● **WHAT TO WORK ON**
Add 140 to every number in the bounding box coordinates and reproduce the stretch from the start of the rows through the line containing "[149,238,193,276]", with every request line included and unchanged. Leave out all rows after that line.
• • • • •
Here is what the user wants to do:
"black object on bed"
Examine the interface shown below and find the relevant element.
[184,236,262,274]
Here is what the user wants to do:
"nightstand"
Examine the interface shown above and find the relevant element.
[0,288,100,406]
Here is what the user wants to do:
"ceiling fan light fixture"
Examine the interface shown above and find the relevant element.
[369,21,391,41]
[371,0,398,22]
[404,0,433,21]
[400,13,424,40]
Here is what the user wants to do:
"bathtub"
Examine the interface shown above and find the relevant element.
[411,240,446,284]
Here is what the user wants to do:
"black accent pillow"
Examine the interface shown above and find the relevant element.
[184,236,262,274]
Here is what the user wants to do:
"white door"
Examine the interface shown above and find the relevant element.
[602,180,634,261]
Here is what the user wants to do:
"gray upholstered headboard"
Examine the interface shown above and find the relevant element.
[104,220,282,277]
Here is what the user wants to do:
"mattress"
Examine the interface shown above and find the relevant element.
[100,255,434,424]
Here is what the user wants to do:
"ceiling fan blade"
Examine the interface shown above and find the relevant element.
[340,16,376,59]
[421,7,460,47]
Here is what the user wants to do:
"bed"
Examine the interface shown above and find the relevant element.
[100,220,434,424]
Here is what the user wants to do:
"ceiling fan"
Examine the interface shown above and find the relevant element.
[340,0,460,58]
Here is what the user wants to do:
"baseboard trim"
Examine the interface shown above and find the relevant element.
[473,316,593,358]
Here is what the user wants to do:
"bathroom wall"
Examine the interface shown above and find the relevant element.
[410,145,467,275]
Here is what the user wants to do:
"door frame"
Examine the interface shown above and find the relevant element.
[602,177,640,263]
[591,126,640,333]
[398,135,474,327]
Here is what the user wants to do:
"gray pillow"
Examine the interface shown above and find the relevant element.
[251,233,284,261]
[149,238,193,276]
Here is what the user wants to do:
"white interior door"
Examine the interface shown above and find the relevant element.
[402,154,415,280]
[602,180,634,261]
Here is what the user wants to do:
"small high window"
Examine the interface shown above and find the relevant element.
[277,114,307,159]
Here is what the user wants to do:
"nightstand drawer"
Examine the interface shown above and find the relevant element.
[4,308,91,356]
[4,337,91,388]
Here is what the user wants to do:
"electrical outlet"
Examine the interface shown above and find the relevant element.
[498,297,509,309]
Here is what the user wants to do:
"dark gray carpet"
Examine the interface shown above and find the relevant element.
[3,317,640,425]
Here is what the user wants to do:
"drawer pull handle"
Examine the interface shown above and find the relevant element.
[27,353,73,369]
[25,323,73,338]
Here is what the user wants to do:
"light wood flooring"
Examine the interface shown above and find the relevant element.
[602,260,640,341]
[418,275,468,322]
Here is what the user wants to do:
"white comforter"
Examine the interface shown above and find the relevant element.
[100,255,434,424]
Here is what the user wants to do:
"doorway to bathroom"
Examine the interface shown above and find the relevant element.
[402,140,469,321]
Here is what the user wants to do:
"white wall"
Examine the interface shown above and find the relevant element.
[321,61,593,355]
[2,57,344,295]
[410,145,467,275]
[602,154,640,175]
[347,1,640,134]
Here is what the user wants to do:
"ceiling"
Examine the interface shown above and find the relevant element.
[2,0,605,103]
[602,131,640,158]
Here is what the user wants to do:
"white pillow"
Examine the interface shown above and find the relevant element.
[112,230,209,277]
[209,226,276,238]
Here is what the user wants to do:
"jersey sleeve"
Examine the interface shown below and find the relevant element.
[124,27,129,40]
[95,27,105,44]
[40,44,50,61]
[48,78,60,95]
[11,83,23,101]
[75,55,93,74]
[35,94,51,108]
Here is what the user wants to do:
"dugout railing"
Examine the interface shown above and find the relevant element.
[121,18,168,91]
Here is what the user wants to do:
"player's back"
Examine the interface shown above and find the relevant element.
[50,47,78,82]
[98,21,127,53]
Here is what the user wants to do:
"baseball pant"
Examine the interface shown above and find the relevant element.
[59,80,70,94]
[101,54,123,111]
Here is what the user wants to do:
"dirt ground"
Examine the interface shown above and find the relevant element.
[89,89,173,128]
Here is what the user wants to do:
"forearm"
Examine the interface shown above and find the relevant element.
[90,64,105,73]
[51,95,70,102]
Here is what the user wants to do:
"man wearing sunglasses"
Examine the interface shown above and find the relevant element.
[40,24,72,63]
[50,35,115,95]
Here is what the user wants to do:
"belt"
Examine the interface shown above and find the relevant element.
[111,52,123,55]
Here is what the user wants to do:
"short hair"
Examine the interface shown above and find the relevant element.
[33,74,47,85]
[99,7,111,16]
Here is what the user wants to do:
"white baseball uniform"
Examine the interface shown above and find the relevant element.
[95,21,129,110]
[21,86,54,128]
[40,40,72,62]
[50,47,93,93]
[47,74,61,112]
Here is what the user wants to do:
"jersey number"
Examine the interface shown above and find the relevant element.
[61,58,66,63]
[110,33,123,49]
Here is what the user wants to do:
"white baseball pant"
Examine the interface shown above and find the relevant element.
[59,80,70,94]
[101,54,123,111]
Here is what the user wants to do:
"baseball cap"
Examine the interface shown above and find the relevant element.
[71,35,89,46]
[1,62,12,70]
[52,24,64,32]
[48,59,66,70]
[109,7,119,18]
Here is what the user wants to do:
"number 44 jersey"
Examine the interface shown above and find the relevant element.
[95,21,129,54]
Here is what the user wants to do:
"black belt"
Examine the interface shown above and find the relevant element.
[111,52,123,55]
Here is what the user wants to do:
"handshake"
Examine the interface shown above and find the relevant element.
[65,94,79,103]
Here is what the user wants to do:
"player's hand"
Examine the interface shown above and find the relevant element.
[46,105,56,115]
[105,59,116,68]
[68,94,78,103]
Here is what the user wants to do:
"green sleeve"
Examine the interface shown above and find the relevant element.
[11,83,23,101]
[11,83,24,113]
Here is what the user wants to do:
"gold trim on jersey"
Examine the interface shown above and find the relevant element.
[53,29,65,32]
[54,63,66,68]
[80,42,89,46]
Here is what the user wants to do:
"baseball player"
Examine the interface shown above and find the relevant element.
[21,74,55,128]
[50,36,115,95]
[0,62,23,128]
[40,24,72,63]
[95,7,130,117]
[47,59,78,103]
• • • • •
● **THE OUTPUT**
Here is what the user wants to do:
"black object on bed"
Examine the interface shown below and find the relevant element.
[324,376,402,414]
Here is what the user wants to do:
"nightstand"
Examine the interface shown above and find the relevant element.
[140,428,240,546]
Here is what the user wants to do:
"ceiling fan light fixture"
Examine the interface shown above and find the relevant element.
[509,161,531,181]
[511,140,538,162]
[544,140,573,161]
[540,153,564,180]
Here is what the user wants to do:
"bathtub"
Examine the interface shown above and find the relevant element.
[551,380,586,424]
Here is what the user wants to do:
"black accent pillow"
Examine the interface shown above and find the relevant element.
[324,376,402,414]
Here is what the user wants to do:
"white door"
Examine the interface shown above and find the relevant element.
[742,320,774,401]
Here is what the user wants to do:
"gray upholstered headboard"
Examine the interface shown above and find the relevant element.
[244,360,422,417]
Here is what the user wants to do:
"mattress"
Examine the interface shown above and find the relevant element.
[240,395,574,564]
Here is what the user wants to do:
"ceiling fan blade"
Examine the interface shown above and find the relevant element.
[480,156,516,199]
[561,147,600,187]
Here is what the user wants to do:
"bed"
Examine the interface shown above and find the relevant element.
[240,360,574,564]
Here is what the user wants to do:
"ceiling fan"
Examine the interface shown above and find the relevant element.
[480,140,600,198]
Here is what the user wants to do:
"baseboard trim"
Examine the interface shown above and find the relevant element.
[613,456,733,498]
Here is what the user wants to do:
"bathroom wall"
Examine the interface shown above and find the relevant element.
[550,285,607,415]
Here is what the user wants to do:
"door frame"
Examine the interface shown above and find the relevant element.
[742,317,780,403]
[731,266,780,473]
[538,275,614,467]
Here is what the user wants to do:
"gray pillow"
Examine the interface shown above and find the relevant element.
[391,373,424,401]
[289,378,333,416]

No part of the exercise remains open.